▶ _Document section_
- - -

I started the brussels sprouts first-- cutting off the base and peeling away questionable leaves, then halving them (this always takes more time than I feel like it should, but cooking is zen me time so that's cool as long as the baby is happy and there's NPR in the background).  Once they were ready, I melted some butter in a pan, sauteed them for a couple of minutes, then covered them w/ chicken stock and simmered until all the liquid was absorbed into the sprouts (6-10 minutes...ish).

A note on the stock: I slow-roasted a small whole chicken few weeks ago (wait, where did the vegan in me go??!!) and aside from it being an INSANELY delicious dinner, I took the website I found it on's suggestion and stripped the bones down, threw some veggies in, and slow-cooked it all night to make chicken stock.  (ps. the vegan still lives in me b/c I felt like I was in a horror movie as I was dealing w/ all the carnage in cleaning out the crock pot in the morning)  "Broth" cannot describe what resulted.  Really, "Chicken Stock" is a little weak.  This stuff was so fatty and golden brown that I had to spoon it out of the container onto the Brussels Sprouts and, later, the chicken itself.

- - -

▶ _Data listing_
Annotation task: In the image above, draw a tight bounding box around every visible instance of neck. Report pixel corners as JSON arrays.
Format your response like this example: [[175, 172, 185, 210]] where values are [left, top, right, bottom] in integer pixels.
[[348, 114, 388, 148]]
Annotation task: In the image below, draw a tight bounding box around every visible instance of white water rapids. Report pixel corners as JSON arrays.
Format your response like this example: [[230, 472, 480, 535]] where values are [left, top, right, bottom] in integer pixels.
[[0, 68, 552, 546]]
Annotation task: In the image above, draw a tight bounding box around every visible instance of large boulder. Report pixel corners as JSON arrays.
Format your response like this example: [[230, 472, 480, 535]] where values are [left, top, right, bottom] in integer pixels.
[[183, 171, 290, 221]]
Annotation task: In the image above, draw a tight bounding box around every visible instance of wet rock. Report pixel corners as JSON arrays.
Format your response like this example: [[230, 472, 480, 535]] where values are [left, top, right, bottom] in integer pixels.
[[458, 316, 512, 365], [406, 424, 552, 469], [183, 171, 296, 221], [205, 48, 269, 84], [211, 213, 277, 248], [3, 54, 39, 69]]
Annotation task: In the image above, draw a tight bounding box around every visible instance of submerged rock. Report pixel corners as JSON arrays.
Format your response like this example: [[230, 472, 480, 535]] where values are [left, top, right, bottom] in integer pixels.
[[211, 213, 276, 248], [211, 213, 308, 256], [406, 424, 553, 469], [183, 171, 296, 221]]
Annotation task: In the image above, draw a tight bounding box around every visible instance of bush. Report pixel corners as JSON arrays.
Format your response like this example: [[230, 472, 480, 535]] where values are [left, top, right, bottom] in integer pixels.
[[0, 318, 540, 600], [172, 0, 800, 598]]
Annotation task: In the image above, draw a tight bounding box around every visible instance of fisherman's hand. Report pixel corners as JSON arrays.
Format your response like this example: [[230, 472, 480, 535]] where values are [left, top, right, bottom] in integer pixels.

- - -

▶ _Work order A_
In the brussels sprouts post, what were the halved sprouts covered with and simmered in after being sauteed in butter?
▶ _Work order B_
Rewrite the brussels sprouts post beginning at the words "A note on the" and stopping after "the chicken itself.", replacing "horror movie" with "slasher film".
▶ _Work order C_
Write the next part of the brussels sprouts post, picking up after its last sentence.

▶ _Written reply A_
Chicken stock.

▶ _Written reply B_
A note on the stock: I slow-roasted a small whole chicken few weeks ago (wait, where did the vegan in me go??!!) and aside from it being an INSANELY delicious dinner, I took the website I found it on's suggestion and stripped the bones down, threw some veggies in, and slow-cooked it all night to make chicken stock.  (ps. the vegan still lives in me b/c I felt like I was in a slasher film as I was dealing w/ all the carnage in cleaning out the crock pot in the morning)  "Broth" cannot describe what resulted.  Really, "Chicken Stock" is a little weak.  This stuff was so fatty and golden brown that I had to spoon it out of the container onto the Brussels Sprouts and, later, the chicken itself.

▶ _Written reply C_
This stuff is AWESOME to cook with.
But you can just use regular broth or stock, I'm sure.

While the sprouts were plumping, I cut the chicken up and chopped the chives into teeny, tiny pieces (got the parsley out of the way too).  I put the cooked Brussels Sprouts aside (ps. I love that they are BrusselS sprouts, not brussel sprouts, and I always go way out of my way to enunciate the S at the end of the B word, just cuz).  Repeated the same technique in the same pan: browned w/ butter and chives, then simmered in the stock.  I just used one pan for all of this to keep the flavors building, but you want to use a REALLY big pan -- remember, you're eventually tossing 18 ounces of cooked fettuccine in there! (though I took each cooked element out and set it aside).

I started the big pot of salted water boiling, then zested the lemons, reamed the juice (he he, I said "reamed"), and grated the cheese.  I used the zester I have to grate the cheese.  I went slowly so as to keep the majority of my flesh on my hands where it was, but this got me some beautiful cheese.

Cooked the pasta until tender.  I am not a fan of chewy "firm" pasta so I cooked it a few minutes over the recommended 4 minutes. Drained.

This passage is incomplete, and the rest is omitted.